Главный урок дефолта 1998 не извлечен
Сергей Черняховский
17 августа 1998 г. в обиход россиян вошел термин "дефолт". Правительство России объявило о техническом дефолте по государственным долговым бумагам – резервы страны не позволяли рассчитаться по внешним займам. Одновременно Центральный банк отказался регулировать курс рубля, национальная валюта упала в цене в три раза. В годовщину главного российского экономического кризиса стране прочат второй, не менее губительный по своим последствиям коллапс: доллар уже поднялся до 65,5 руб., хотя еще год назад стоил почти в два раза дешевле. Параллели между 1998 г. и 2015 г. усматриваются, но лежат они, скорее, в политической, нежели в экономической плоскости. О природе дефолта и рецептах его ликвидации, которые не потеряли актуальность и сегодня, рассказал профессор, политолог Сергей Черняховский. Вопрос: Евгений Примаков, возглавивший постдефолтное Правительство, говорил, что кризиса в 1998 г. можно было избежать, ровно то же самое говорят ведущие экономисты и про сегодняшний кризис. Почему 17 лет назад не удалось предотвратить дефолт?
Серей Черняховский: Для начала я бы не проводил экономические параллели между кризисами. Сейчас у нас абсолютно другое состояние экономики и общества. 17 лет назад дефолта можно было избежать, но парадокс заключался в том, что девальвация нужна была нефтяным магнатам и не нужна Ельцину. На этом, в конце концов, разошлись их пути. Экспортеры сырья хотели иметь возможность превращать меньшее количество долларов, которые они получали на международном рынке, в большее количество рублей, для того, чтобы расплачиваться фиктивными деньгами по реальным счетам.
Они и Ельцин понимали, что это чревато социальным взрывом, но план этой социальной группы заключался в том, чтобы расплатиться за этот взрыв Ельциным и оказаться в более выгодных условиях. Начиная с отставки Черномырдина в марте 1998 г., Ельцин противодействовал этому курсу и экономической катастрофе настолько, насколько он мог это сделать, и Правительство Кириенко должно было избежать девальвации. Задачей Чубайса, который клялся Ельцину, что не допустит девальвации, было получить займы МВФ и избежать такого развития событий. Но те люди, на которых поставил Ельцин, перешли на другую сторону.
Кризис как раз усугубило то, что сам дефолт был проведен неправильно. Обычно его объявляют для того, чтобы не допустить девальвации, либо девальвацию проводят для того, чтобы избежать дефолта. Но наше экономическое руководство – Кириенко, Чубайс, Гайдар – умудрились создать ситуацию одновременного дефолта и девальвации. Такого не бывает, потому одно исключает другое, но у них получилось. Как показывали расчеты экономистов, даже из так называемого "рыночного лагеря", если бы Правительство пошло по пути печатания денег для покрытия госдолга, то не было бы дефолта, а была бы только девальвация, причем, она была бы ниже, чем оказалась.

+ + + +

Задание
Выпишите дословно фрагмент текста о дефолте 1998 года: всё, начиная со слов «Они и Ельцин» и вплоть до слов «на другую сторону.».

+ + + +

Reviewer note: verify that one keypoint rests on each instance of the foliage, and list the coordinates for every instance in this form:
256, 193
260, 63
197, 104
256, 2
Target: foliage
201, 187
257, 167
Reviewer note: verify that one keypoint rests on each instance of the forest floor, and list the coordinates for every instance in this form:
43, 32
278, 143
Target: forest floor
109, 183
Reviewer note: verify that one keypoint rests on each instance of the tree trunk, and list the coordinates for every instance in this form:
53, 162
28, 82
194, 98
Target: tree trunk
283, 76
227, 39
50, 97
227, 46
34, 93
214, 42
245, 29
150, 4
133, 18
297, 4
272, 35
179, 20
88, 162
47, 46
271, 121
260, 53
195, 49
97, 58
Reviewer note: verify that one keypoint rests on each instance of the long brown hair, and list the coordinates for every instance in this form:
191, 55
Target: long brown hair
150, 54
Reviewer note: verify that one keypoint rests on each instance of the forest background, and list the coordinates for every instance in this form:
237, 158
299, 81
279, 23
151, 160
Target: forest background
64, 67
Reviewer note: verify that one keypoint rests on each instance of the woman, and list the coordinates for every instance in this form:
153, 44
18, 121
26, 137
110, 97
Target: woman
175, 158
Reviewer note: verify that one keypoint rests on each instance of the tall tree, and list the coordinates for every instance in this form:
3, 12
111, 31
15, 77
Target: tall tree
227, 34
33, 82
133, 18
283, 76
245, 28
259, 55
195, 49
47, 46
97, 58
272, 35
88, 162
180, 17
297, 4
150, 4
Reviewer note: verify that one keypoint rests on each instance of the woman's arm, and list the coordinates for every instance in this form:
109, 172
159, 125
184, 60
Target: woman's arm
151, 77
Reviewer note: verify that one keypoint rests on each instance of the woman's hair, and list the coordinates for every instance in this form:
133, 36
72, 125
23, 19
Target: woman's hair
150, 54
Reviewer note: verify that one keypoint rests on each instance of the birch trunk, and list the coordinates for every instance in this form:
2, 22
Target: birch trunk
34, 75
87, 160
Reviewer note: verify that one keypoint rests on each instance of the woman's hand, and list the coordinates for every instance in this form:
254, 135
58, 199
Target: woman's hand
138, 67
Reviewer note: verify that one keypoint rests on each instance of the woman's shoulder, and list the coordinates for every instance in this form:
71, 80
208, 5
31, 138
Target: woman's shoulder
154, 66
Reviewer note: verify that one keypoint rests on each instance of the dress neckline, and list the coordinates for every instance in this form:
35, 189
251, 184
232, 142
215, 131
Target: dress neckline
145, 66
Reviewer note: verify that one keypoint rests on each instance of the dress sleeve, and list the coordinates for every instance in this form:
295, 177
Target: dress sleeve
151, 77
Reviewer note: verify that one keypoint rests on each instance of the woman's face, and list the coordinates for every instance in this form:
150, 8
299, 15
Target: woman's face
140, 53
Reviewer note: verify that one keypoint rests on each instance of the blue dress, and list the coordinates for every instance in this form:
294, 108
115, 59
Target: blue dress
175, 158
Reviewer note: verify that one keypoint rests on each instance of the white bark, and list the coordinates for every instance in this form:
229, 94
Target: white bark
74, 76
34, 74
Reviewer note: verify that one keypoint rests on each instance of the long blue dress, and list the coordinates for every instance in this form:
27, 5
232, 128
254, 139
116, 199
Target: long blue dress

+ + + +

Ответ
Они и Ельцин понимали, что это чревато социальным взрывом, но план этой социальной группы заключался в том, чтобы расплатиться за этот взрыв Ельциным и оказаться в более выгодных условиях. Начиная с отставки Черномырдина в марте 1998 г., Ельцин противодействовал этому курсу и экономической катастрофе настолько, насколько он мог это сделать, и Правительство Кириенко должно было избежать девальвации. Задачей Чубайса, который клялся Ельцину, что не допустит девальвации, было получить займы МВФ и избежать такого развития событий. Но те люди, на которых поставил Ельцин, перешли на другую сторону.